**TASK DESCRIPTION**. Output the records. Match them exactly.

**MATERIAL**.
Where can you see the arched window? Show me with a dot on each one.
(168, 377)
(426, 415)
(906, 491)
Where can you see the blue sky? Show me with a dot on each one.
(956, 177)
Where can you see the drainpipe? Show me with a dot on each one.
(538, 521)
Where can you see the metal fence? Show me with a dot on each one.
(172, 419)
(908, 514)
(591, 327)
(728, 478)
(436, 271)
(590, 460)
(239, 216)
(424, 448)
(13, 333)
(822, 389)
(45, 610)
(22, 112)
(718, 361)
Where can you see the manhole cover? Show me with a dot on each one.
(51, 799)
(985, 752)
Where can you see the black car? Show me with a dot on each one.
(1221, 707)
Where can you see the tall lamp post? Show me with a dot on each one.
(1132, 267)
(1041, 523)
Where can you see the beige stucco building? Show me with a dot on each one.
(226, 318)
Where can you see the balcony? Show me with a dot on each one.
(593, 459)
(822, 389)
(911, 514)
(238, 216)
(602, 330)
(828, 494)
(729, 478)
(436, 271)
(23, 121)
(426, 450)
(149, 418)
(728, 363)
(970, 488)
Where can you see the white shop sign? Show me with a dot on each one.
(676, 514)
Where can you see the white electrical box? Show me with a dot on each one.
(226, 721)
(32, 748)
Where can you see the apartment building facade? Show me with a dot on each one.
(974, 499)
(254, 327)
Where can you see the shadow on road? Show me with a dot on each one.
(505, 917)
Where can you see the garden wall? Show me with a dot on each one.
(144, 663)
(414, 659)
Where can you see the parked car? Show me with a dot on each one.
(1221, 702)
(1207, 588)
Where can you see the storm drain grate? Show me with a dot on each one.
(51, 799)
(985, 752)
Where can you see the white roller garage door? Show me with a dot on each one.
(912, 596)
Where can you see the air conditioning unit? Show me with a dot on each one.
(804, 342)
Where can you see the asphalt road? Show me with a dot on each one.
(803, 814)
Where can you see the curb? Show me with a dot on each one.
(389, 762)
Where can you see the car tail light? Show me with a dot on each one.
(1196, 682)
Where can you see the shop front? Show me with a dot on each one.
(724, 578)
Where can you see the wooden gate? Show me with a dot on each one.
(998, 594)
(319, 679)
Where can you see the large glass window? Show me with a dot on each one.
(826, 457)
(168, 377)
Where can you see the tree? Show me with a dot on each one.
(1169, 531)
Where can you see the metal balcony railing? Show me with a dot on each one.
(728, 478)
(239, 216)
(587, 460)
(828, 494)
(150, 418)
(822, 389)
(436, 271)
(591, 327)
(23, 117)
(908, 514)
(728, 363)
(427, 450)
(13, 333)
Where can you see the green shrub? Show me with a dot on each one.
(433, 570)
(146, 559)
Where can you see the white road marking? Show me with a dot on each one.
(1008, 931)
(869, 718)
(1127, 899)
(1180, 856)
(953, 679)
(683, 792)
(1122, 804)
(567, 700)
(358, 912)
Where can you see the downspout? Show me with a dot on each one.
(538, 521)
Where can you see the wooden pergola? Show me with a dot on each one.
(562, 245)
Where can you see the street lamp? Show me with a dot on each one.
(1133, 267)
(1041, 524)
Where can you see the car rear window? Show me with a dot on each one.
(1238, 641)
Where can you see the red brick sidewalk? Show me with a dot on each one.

**RESULT FOR THIS EXERCISE**.
Where can you see the arched window? Show me with a dot on each one.
(168, 377)
(426, 415)
(906, 491)
Where can you see the blue sky? Show me with a dot on each one.
(956, 177)
Where can you see the drainpipe? Show me with a dot on each one.
(538, 521)
Where can you see the metal fence? Show me with a dot on each one.
(172, 419)
(908, 514)
(591, 327)
(728, 478)
(436, 271)
(590, 460)
(239, 216)
(424, 448)
(13, 333)
(822, 389)
(45, 610)
(22, 112)
(718, 361)
Where can you see the manhole cover? Show me with a dot on each one.
(51, 799)
(985, 752)
Where can you see the black car? Show me with a dot on each one.
(1221, 707)
Where can you see the tall lamp post? Show me with a dot on each one.
(1132, 267)
(1041, 523)
Where can you see the beige stucco building? Show me with a dot on each one.
(226, 318)
Where can you see the balcony? Show me with a dot on each one.
(593, 459)
(822, 389)
(911, 514)
(238, 216)
(602, 330)
(828, 494)
(729, 478)
(436, 271)
(23, 121)
(426, 450)
(149, 418)
(728, 363)
(970, 488)
Where can you see the white shop sign? Show me with a dot on each one.
(676, 514)
Where can you see the white electrical box? Show me with a dot on each one.
(226, 721)
(32, 748)
Where can you see the apartment building facade? Show me with a dot on each one.
(974, 499)
(254, 327)
Where can you see the shadow on road? Show me with a dot on each one.
(505, 917)
Where can you see the garden wall? Show me with a dot on each one.
(144, 663)
(414, 659)
Where can you see the parked car? Show me with a dot on each one.
(1221, 702)
(1207, 588)
Where can you see the storm drain grate? Show me with a dot on each one.
(51, 799)
(985, 752)
Where can you see the white roller garage door? Show me with a dot on each one.
(912, 596)
Where can you see the air conditioning unit? Show me with a dot on each one.
(804, 342)
Where can you see the asphalt road? Show me with a dot on each one.
(803, 814)
Where can you see the curb? Show me with a dot on each one.
(389, 762)
Where can you see the car tail light? Show me with a dot on each one.
(1196, 682)
Where can you see the shop front? Show me with a dot on each one.
(724, 578)
Where can you see the wooden gate? Show me with a dot on each one.
(998, 594)
(319, 679)
Where can you see the large glass window? Show me with a dot on each one.
(826, 457)
(168, 377)
Where can you see the tree? Show me with a dot on each one.
(1169, 531)
Where can you see the metal balcony railing? Show me with a dot on each one.
(728, 478)
(239, 216)
(587, 460)
(828, 494)
(150, 418)
(822, 389)
(436, 271)
(591, 327)
(23, 117)
(908, 514)
(728, 363)
(427, 450)
(13, 333)
Where can you see the green shrub? Show me with a dot on each one.
(433, 570)
(146, 559)
Where can you see the white road marking? Show me with a dot on each one.
(1008, 931)
(869, 718)
(1127, 899)
(1180, 856)
(953, 679)
(683, 792)
(1122, 804)
(567, 700)
(358, 912)
Where can you see the downspout? Show me with a dot on each one.
(538, 521)
Where can you see the wooden pergola? Show me with a dot on each one.
(562, 245)
Where can you see the street lamp? Show me with a dot on each one.
(1133, 267)
(1041, 524)
Where can you see the car rear window? Show me with a dot on each one.
(1238, 641)
Where can you see the red brick sidewalk? Show me with a dot on each one.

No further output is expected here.